== Data for the task
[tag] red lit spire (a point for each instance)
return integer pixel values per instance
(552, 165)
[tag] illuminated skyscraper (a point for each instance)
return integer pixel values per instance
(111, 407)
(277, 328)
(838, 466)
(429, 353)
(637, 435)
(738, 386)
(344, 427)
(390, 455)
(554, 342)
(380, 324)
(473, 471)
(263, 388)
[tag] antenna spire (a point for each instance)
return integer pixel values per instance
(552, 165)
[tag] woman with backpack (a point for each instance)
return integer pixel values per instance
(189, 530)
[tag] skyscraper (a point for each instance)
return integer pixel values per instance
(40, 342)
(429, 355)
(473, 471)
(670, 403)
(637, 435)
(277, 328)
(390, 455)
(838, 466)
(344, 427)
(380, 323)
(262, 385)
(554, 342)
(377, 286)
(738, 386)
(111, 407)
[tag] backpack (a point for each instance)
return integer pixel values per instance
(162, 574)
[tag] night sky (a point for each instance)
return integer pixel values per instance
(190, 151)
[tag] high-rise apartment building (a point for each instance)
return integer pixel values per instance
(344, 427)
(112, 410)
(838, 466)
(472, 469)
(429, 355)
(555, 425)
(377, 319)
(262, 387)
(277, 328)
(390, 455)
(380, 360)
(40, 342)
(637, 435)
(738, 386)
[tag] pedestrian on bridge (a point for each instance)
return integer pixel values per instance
====
== Data for the task
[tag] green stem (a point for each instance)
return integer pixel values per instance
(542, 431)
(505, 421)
====
* **Challenge**
Return every line of the rows above that contains the word "skyscraper".

* **Reply**
[tag] illuminated skyscraper (a point for each instance)
[tag] skyscraper (a point for each instance)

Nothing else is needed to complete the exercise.